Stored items

────────────────

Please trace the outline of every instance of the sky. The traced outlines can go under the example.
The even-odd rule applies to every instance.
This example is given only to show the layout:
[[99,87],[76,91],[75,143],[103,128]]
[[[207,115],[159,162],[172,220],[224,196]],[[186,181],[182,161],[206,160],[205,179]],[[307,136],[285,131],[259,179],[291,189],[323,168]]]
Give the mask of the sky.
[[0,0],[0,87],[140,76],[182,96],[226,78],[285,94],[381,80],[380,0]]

────────────────

▶ [WORK ORDER]: Restate the records above exactly.

▶ [RESPONSE BOX]:
Please trace the outline of every instance of the sky. The traced outlines can go under the example.
The even-odd rule applies to every instance.
This example is given only to show the layout:
[[99,87],[76,91],[75,143],[103,128]]
[[[207,115],[159,162],[172,220],[224,196]],[[186,181],[182,161],[206,160],[205,179]],[[307,136],[285,131],[259,179],[291,189],[323,168]]]
Give the mask of the sky.
[[0,0],[0,87],[140,76],[182,96],[226,78],[285,94],[381,80],[380,0]]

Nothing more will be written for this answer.